Rows from a data collection
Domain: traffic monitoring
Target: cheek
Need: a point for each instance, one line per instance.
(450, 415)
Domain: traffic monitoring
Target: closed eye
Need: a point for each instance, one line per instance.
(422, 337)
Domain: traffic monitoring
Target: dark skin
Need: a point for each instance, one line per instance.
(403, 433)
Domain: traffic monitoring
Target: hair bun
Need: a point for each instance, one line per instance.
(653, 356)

• What you have to do: Go through the rows and rename "traffic monitoring" to "road monitoring" wherever it appears, keeping every other line the same.

• Full solution:
Domain: road monitoring
Target: cheek
Need: a point for each instance, one line per instance.
(450, 415)
Domain: road monitoring
Target: closed eye
Need: a point for each instance, one line per instance.
(422, 337)
Domain: road monitoring
Target: dark skin
Need: a point for each instance, one line per instance.
(403, 433)
Domain: road monitoring
Target: hair bun
Need: a point for each instance, one line per instance.
(653, 356)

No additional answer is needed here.